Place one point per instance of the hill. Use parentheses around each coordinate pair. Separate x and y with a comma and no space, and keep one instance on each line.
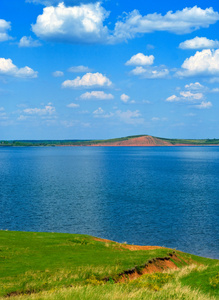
(137,140)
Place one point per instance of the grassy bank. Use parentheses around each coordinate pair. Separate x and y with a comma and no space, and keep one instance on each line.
(69,266)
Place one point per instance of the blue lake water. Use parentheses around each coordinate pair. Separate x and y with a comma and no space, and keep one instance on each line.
(167,196)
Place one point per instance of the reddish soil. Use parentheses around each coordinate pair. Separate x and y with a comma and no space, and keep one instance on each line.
(139,141)
(129,247)
(153,266)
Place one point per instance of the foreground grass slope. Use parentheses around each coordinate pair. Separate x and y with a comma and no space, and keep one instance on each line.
(70,266)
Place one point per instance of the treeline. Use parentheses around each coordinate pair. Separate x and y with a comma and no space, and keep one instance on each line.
(44,143)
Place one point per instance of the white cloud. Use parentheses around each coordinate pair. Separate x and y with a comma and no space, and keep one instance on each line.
(8,68)
(73,23)
(76,24)
(88,80)
(58,74)
(199,43)
(205,63)
(125,98)
(173,98)
(159,119)
(55,2)
(4,28)
(140,60)
(47,110)
(96,95)
(150,73)
(215,90)
(204,105)
(73,105)
(130,117)
(180,22)
(191,96)
(28,41)
(186,96)
(194,86)
(79,69)
(99,111)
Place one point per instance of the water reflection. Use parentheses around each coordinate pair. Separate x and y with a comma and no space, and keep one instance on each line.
(153,196)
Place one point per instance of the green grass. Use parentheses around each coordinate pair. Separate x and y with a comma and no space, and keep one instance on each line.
(70,266)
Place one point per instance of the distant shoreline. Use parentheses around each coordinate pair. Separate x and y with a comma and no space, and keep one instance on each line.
(129,141)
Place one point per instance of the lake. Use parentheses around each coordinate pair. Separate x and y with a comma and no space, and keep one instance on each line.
(166,196)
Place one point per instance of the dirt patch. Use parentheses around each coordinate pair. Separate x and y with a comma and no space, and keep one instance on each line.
(159,264)
(129,247)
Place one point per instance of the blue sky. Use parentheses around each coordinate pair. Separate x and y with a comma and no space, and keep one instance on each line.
(91,70)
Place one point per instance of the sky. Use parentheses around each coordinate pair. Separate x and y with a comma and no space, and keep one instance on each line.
(99,70)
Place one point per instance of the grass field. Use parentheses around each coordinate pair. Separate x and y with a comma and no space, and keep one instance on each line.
(70,266)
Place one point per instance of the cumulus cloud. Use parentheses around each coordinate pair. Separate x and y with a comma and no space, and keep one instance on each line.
(205,63)
(98,111)
(56,2)
(47,110)
(4,28)
(73,105)
(194,86)
(173,98)
(8,68)
(28,42)
(140,60)
(204,105)
(73,23)
(215,90)
(150,73)
(77,24)
(129,117)
(191,96)
(79,69)
(180,22)
(88,80)
(57,74)
(125,98)
(199,43)
(185,96)
(96,95)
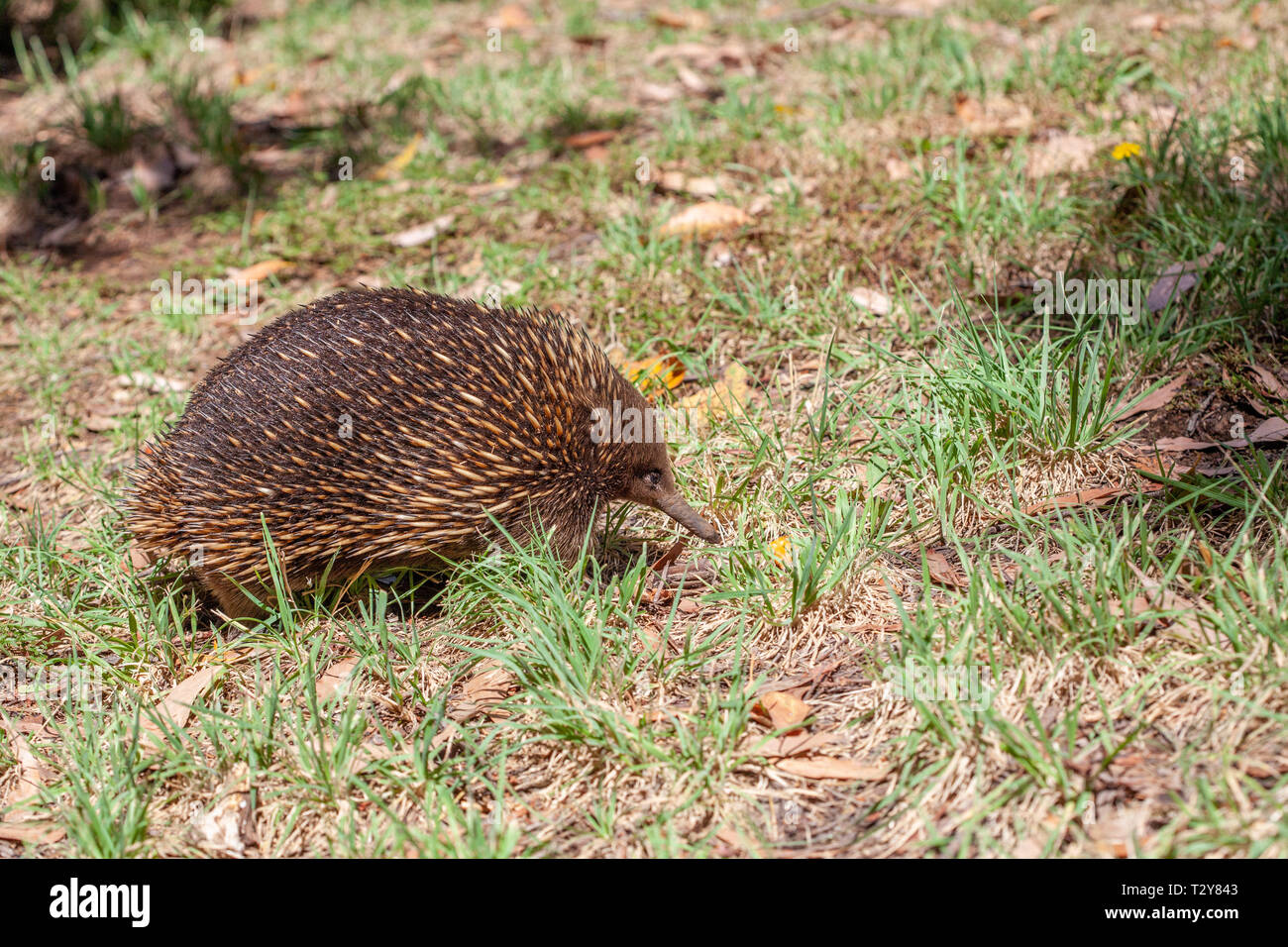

|---|

EXERCISE BRIEF - Print the entries above exactly, taking out only the pictures.

RESPONSE TO THIS TASK -
Place one point per instance of the hill. Use parentheses around each coordinate pair. Separate x and y with a comma and no space, and keep one instance on each line.
(137,140)
Place one point per instance of the grassy bank. Use parentheses around each coordinate pair. Separate x and y with a comma and no space, and keep one instance on each line.
(69,266)
Place one point per instance of the blue lake water. Use parentheses around each coordinate pair. Separate x and y with a comma and no space, and keep one instance on each line.
(167,196)
Place one point per instance of the reddish soil. Use parentheses around each coordinate pair. Separate x and y with a comma and no space, and keep one instance on each line.
(139,141)
(129,247)
(153,266)
Place one point per instance of the foreground grass slope. Use parentheses around each coordinate pair. Separate x and y with a comma and no space, and keep one instance on each line.
(70,266)
Place one point per instance of the treeline. Use parentheses around each coordinate pair. Separate x and y with a comma and no space, and keep one instance on each line.
(44,143)
Place one point per instance of the white cloud. Use parentheses around each coordinate pair. Separate x and y with a comma and no space, and keep one instance on each line.
(8,68)
(73,23)
(76,24)
(88,80)
(58,74)
(199,43)
(205,63)
(125,98)
(173,98)
(159,119)
(55,2)
(4,28)
(140,60)
(47,110)
(96,95)
(150,73)
(215,90)
(204,105)
(73,105)
(130,117)
(180,22)
(191,96)
(28,41)
(186,96)
(194,86)
(79,69)
(99,111)
Place one point per instance of the water reflection. Use parentheses around each coordinate pair. Separate x and y with a comma and no space, and keep one instance on each line.
(153,196)
Place one point per instance of the green grass. Use parentheses around each coordinate pair. Separate x and y with a comma and no space, and keep one instance on each line.
(70,266)
Place one point per instance of the distant shoreline. Use parentheses around each coordinate pair. Separate x and y with a comma and no space, and keep one instance on each line.
(129,141)
Place one point per instance of the lake. Use parentheses around each coordinate pair. Separate x and y with a comma and no space, and keep one instance on each line.
(166,196)
Place one point per instance of the dirt patch. Use parentheses around each coordinate pair. Separate x and y with a comma and no space, and keep one instance on each line.
(159,264)
(129,247)
Place one point per instance of the blue sky. Use parentheses around each coordinate pair. Separate x and y with a comma and no space, and keep one instance on each line.
(91,70)
Place one point per instance of the sky. Use parentheses around each coordinate pair. Separate x and y with a comma and no space, and keep one instance on each line.
(99,70)
Place one point per instance of the grass field. Use parentheses around each coordinate pair. Separate x and y with a comma and no space, and keep one instance on each line.
(70,266)
Place one point per instance of the cumulus cloud. Use parentheses around each coordinate pair. Separate x and y with a comma and no space, and keep one instance on each line.
(205,63)
(98,111)
(56,2)
(47,110)
(4,28)
(73,105)
(194,86)
(173,98)
(8,68)
(28,42)
(140,60)
(204,105)
(73,23)
(215,90)
(150,73)
(77,24)
(129,117)
(191,96)
(79,69)
(180,22)
(88,80)
(57,74)
(125,98)
(199,43)
(185,96)
(96,95)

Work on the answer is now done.